EXCERPTED TEXT:
= = = = = = =
Monday, Mar. 18, 1957
Penicillin Synthesis
After nine years of dogged work, Chemist John C. Sheehan of M.I.T. announced last week that he had discovered a practical method of synthesizing penicillin V, one of the two most useful forms of the natural antibiotic made by the penicillin mold.
Dr. Sheehan had solved one of modern chemistry's most baffling problems. During World War II a thousand chemists working in 39 laboratories in the U.S. and Britain spent an estimated $20 million trying to accomplish it. One researcher succeeded, but he could not figure out how he had done it and could never do it again. Another group produced a minute quantity, but by methods too complicated for practical production.
The molecule is not unusually complicated, but extremely fragile. Any kind of rough treatment, such as heat or acids, makes it fall into fragments that cannot kill any kind of germ. To use the customary chemical methods on penicillin, says Dr. Sheehan, "would be like attempting to repair a fine watch with a blacksmith's sledge and anvil." The critical problem was to find a way to bond a carbon atom and a nitrogen atom to form a chemical ring in the heart of the molecule. Avoiding many standard reagents as too violent, and keeping his solutions at room temperature or lower, Dr. Sheehan finally found a reagent that would do the job.
= = = = = = =
EXTRACTED INFORMATION:
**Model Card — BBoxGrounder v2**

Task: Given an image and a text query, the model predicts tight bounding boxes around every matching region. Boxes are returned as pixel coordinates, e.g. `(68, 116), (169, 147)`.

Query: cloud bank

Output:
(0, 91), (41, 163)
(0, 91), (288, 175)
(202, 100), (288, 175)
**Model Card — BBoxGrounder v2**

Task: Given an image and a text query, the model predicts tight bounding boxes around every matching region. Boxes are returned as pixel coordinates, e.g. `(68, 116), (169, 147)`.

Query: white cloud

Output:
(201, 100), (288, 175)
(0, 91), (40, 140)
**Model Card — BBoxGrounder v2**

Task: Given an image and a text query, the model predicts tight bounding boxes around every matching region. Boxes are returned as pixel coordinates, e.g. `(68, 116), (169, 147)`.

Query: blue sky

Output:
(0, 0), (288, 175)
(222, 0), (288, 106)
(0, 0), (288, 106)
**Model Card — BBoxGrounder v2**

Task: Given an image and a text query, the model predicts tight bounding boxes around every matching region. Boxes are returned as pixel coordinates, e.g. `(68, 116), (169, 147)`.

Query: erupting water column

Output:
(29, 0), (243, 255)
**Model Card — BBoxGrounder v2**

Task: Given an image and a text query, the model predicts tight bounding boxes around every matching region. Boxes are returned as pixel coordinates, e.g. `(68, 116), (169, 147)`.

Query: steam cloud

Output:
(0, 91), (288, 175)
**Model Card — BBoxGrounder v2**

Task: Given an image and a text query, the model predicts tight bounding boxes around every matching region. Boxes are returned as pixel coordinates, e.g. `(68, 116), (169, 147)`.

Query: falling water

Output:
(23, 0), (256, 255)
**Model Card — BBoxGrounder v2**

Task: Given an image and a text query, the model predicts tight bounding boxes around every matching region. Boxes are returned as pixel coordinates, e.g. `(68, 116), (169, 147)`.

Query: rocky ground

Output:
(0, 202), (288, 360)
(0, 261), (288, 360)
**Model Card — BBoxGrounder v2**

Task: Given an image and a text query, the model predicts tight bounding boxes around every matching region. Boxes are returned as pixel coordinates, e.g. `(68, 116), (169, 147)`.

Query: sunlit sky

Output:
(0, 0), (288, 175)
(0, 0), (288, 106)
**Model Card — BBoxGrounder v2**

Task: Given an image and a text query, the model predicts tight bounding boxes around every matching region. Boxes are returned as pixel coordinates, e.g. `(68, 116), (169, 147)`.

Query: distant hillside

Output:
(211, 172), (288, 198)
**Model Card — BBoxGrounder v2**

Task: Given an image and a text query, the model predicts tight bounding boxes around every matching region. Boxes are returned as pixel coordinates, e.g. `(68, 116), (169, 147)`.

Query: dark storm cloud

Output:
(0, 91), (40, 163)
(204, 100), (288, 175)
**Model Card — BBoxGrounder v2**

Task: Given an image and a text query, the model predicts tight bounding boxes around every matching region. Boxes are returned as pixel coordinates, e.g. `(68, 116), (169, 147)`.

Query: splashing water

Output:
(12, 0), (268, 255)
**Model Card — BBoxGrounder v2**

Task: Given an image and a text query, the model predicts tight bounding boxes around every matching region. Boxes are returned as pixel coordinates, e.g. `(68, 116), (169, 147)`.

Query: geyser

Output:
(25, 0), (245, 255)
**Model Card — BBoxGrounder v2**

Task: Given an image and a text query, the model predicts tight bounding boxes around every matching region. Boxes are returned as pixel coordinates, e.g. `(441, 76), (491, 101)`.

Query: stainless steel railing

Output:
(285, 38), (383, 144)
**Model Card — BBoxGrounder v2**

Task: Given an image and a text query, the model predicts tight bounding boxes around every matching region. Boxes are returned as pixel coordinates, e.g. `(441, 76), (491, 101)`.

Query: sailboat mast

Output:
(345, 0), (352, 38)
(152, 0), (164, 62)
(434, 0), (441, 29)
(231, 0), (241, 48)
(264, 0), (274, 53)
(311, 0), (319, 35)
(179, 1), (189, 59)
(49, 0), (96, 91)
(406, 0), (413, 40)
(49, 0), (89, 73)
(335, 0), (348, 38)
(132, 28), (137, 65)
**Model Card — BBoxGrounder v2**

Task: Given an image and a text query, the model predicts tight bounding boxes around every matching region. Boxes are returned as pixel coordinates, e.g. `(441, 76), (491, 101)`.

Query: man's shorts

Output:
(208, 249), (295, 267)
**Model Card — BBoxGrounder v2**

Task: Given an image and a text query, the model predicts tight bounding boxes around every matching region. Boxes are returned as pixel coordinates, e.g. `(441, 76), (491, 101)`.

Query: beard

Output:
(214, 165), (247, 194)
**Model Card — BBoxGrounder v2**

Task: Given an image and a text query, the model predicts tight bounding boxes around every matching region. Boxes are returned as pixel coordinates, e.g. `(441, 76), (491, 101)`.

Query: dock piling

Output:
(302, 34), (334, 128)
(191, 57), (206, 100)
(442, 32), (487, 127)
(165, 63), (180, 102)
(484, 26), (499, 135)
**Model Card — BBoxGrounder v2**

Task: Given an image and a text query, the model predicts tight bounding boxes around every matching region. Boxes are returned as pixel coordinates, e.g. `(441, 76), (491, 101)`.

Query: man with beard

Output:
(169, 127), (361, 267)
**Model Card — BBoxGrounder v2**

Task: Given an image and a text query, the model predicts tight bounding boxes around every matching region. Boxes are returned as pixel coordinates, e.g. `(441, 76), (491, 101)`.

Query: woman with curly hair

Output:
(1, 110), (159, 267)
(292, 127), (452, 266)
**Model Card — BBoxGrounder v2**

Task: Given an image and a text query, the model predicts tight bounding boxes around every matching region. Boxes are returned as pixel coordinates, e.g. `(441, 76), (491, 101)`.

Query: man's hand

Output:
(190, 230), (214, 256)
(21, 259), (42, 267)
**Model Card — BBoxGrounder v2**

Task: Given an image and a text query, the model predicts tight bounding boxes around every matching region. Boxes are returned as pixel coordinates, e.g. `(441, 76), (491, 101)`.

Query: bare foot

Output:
= = = = = = =
PARTS OF THE EXERCISE:
1. Extract the stretch of the penicillin synthesis article from "Dr. Sheehan had" through "for practical production.".
2. Shorten the paragraph of the penicillin synthesis article that begins "Dr. Sheehan had solved," keeping its main facts.
Rely on the penicillin synthesis article alone.

SOLVED PROBLEMS:
1.
Dr. Sheehan had solved one of modern chemistry's most baffling problems. During World War II a thousand chemists working in 39 laboratories in the U.S. and Britain spent an estimated $20 million trying to accomplish it. One researcher succeeded, but he could not figure out how he had done it and could never do it again. Another group produced a minute quantity, but by methods too complicated for practical production.

2. Dr. Sheehan solved one of modern chemistry's most baffling problems. During World War II, a thousand chemists in 39 U.S. and British laboratories spent an estimated $20 million trying to do it. One researcher succeeded but could neither explain nor repeat it. Another group made a minute amount, but its methods were too complicated for practical production.